━━━━━ GIVEN PASSAGE

Been in the Storm So Long_ The Aftermath of Slavery - Leon F. Litwack [48]
News of the murder forced Mary Chesnut to reexamine many of her previous assumptions about the “placid, docile, kind and obedient” slaves she had known. “Hitherto I have never thought of being afraid of Negroes. I had never injured any of them; why should they want to hurt me? Two thirds of my religion consists in trying to be good to Negroes, because they are so in our power, and it would be so easy to be the other thing.” But as of this day, she confessed, “I feel that the ground is cut away from under my feet. Why should they treat me any better than they have done Cousin Betsey Witherspoon?” While Mary Chesnut and her sister, Kate Williams, sat up late that night and discussed the murder, Kate’s maid (“a strong-built, mulatto woman … so clever she can do anything”) dragged a mattress into the room and insisted that she spend the night with her mistress. “You ought not to stay in a room by yourself these times,” she told her. “Missis, as I have a soul to be saved, I will keep you safe. I will guard you.” When the maid left for more bedding, Kate turned to her sister and exclaimed, “For the life of me, I cannot make up my mind. Does she mean to take care of me, or to murder me?” Unable to sleep, whether because of the murder or the maid’s presence, or both, Kate went into her sister’s bedroom, and the two women tried to comfort each other, both of them haunted by “the thought of those black hands strangling and smothering Mrs. Witherspoon’s grey head under the counterpane.” One month later, the details of the murder remained as vivid in Mary Chesnut’s mind as if it had occurred the day before. “That innocent old lady and her grey hair moved them not a jot. Fancy how we feel. I am sure I will never sleep again without this nightmare of horror haunting me.… If they want to kill us, they can do it when they please, they are noiseless as panthers.” And yet, she confided to her diary, although “we ought to be grateful that anyone of us is alive, … nobody is afraid of their own Negroes, I find everyone, like myself, ready to trust their own yard. I would go down on the plantation tomorrow and stay there even if there were no white person in twenty miles. My Molly and all the rest I believe would keep me as safe as I should be in the Tower of London.”

━━━━━━━━━━

__DIRECTIONS__
(a) Name every person the passage about Mary Chesnut refers to by name, leaving out the author given in its heading.
(b) In the passage about Mary Chesnut, what did Kate's maid drag into the room?
(c) Translate this sentence from the passage about Mary Chesnut into Spanish: "You ought not to stay in a room by yourself these times."

━━━━━ STORED DATA

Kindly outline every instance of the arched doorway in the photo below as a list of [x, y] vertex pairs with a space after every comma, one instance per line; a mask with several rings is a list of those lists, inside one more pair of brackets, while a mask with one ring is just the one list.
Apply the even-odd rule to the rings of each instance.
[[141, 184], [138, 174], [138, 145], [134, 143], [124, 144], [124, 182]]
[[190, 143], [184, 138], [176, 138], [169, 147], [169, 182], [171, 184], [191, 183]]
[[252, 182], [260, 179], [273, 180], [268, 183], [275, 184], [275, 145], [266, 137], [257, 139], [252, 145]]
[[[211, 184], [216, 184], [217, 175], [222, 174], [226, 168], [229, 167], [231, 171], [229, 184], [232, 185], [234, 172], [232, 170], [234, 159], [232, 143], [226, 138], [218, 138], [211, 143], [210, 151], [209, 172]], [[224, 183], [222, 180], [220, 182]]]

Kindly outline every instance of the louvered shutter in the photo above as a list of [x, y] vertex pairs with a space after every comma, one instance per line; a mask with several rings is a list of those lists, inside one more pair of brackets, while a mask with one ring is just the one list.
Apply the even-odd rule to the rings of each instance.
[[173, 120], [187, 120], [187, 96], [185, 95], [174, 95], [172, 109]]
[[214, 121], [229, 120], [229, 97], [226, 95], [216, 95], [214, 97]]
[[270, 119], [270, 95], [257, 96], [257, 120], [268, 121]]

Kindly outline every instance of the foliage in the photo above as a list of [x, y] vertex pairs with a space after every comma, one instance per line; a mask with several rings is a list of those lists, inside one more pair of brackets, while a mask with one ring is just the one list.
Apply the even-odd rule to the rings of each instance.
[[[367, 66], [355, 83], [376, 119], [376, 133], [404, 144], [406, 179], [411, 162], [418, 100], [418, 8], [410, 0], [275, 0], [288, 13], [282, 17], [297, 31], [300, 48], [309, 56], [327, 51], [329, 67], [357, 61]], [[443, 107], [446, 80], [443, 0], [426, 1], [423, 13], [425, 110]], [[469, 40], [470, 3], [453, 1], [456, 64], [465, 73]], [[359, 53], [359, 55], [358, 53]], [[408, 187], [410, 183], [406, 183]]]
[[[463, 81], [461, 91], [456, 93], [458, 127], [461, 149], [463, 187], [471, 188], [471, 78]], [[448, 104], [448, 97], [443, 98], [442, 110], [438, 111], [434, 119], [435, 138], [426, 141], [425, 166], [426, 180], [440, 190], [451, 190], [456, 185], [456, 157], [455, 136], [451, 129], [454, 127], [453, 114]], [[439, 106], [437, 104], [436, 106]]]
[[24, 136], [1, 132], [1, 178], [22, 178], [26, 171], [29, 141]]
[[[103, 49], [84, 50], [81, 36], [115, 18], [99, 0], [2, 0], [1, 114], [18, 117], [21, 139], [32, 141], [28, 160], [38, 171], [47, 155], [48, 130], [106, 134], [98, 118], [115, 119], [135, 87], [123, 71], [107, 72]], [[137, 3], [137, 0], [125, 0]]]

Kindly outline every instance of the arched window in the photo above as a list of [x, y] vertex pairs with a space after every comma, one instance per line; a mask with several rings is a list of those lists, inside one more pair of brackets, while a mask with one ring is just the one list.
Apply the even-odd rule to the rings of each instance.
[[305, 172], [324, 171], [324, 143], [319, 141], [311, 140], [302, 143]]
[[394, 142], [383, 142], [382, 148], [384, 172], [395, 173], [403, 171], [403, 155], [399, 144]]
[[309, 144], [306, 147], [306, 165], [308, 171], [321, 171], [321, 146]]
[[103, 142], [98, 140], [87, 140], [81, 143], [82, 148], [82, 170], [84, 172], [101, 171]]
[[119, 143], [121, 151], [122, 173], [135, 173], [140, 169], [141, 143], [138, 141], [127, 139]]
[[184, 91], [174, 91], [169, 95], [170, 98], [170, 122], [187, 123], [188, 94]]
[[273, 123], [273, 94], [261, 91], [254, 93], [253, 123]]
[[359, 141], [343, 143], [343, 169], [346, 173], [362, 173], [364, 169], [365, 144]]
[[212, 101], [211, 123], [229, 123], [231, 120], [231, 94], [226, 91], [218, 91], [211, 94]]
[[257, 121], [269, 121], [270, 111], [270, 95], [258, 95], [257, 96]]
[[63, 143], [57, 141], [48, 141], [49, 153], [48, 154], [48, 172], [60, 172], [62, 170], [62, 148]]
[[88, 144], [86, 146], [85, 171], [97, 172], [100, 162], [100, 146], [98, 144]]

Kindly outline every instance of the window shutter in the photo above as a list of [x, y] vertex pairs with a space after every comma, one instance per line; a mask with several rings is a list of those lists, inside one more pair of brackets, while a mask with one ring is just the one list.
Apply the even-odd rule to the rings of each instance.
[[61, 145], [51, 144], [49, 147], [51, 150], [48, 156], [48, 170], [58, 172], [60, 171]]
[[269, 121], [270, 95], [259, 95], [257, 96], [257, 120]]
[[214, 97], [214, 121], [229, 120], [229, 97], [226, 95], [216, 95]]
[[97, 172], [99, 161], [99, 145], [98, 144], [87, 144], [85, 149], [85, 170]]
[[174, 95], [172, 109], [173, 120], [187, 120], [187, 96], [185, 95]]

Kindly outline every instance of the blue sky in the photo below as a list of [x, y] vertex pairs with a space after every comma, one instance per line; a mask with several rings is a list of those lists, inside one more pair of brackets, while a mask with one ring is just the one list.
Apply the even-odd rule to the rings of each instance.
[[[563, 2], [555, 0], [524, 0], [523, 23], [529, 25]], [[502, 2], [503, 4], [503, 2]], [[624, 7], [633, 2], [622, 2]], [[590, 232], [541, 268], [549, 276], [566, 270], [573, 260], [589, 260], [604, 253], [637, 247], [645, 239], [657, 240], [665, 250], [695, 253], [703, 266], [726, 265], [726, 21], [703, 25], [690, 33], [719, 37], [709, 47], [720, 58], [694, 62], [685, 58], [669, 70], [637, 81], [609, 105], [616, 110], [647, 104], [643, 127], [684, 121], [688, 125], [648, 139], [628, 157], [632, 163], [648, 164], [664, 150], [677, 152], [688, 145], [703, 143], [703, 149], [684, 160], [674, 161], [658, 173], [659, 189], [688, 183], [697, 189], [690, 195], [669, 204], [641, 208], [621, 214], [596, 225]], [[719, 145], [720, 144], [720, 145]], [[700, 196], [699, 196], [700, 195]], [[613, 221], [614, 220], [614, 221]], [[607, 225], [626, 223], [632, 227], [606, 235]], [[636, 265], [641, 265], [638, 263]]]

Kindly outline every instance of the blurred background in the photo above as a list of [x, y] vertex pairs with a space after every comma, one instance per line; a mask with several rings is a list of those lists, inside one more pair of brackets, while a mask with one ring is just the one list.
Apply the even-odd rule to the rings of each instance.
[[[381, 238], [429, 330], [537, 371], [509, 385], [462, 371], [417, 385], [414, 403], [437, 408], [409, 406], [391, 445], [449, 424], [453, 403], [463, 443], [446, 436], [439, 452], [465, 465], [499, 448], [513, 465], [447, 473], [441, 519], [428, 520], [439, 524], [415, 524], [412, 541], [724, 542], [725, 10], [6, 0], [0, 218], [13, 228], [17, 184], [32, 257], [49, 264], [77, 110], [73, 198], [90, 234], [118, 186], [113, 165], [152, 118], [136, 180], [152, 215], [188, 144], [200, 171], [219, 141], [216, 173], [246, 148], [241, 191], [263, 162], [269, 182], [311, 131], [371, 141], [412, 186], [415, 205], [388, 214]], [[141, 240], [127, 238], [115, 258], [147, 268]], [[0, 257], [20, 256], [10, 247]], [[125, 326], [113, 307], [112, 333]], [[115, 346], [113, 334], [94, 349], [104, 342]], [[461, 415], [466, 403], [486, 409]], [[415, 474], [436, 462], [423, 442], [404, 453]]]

━━━━━━━━━━

__EXERCISE RESULTS__
(a) Mary Chesnut, Kate Williams, Betsey Witherspoon, Molly

(b) A mattress.

(c) No debería quedarse sola en una habitación en estos tiempos.